■ Source document
+===+
CTx, C-terminal telopeptide of type I collagen; FMI, fat mass index; iPTH, intact parathyroid hormone; LBMDca, low bone mineral density for chronological age; LMI, lean mass index; P1NP, procollagen type I N-terminal propeptide.

When we adjusted the Z-BMD for height in only patients with short stature, as recommended by the ISCD, our estimate of the population prevalence of LBMDca was of less than 5% (95% CI). We found a positive correction between the Z-BMD and the height Z-score (R, 0.39; P<.05).

When we adjusted the Z-BMD for height in all patients, the estimated population prevalence of LBMDca was of less than 3% (95% CI). In this analysis, we did not find a correlation with height.

In the bivariate analysis, we found that the Z-SAH was positively correlated to the BMI percentile (ρ, 0.512; P<.001), the LMI (Pearson r, 0.367; P<.001) and the FMI (ρ, 0.23; P=.027). We also found a negative correlation that was on the verge of statistical significance with the plasma concentration of P1NP (Pearson r, −0.195; P=.07) and the duration of disease activity (ρ, −0.191; P=.07). We did not find an association between the Z-SAH and calcium intake, physical activity, serum vitamin D, duration of disease activity, duration or dose of systemic glucocorticoid treatment, or treatment with synthetic or biologic disease-modifying antirheumatic drugs. We did not find significant differences between different JIA subtypes.

When we performed the multivariate linear regression analysis, we obtained a model with an R2 of 0.374 that included the BMI percentile, LMI, FMI and P1NP as variables with a statistically significant correlation to the Z-SAH (Table 4). The interactions that we analysed were not statistically significant.

Table 4.
+===+
■ Exercise requirements
1 > In the passage, what was the R2 of the multivariate linear regression model?
2 > Quote the passage between "When we adjusted the Z-BMD for height in only" and "correlation with height.", inclusive.
Answer from the passage alone.
+===+
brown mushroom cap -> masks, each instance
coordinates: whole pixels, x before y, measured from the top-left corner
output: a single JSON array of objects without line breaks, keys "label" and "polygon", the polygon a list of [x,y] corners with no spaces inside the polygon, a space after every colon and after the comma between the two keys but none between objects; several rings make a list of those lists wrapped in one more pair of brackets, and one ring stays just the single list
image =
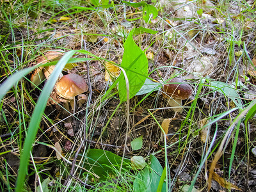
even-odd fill
[{"label": "brown mushroom cap", "polygon": [[74,97],[87,92],[88,89],[84,79],[74,74],[63,76],[56,84],[57,94],[66,99],[72,99]]},{"label": "brown mushroom cap", "polygon": [[192,88],[187,83],[182,83],[182,80],[180,78],[175,77],[169,82],[172,83],[165,84],[163,88],[164,97],[183,100],[189,98],[191,95]]}]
+===+
■ Answers by item number
1 > 0.374

2 >
When we adjusted the Z-BMD for height in only patients with short stature, as recommended by the ISCD, our estimate of the population prevalence of LBMDca was of less than 5% (95% CI). We found a positive correction between the Z-BMD and the height Z-score (R, 0.39; P<.05).

When we adjusted the Z-BMD for height in all patients, the estimated population prevalence of LBMDca was of less than 3% (95% CI). In this analysis, we did not find a correlation with height.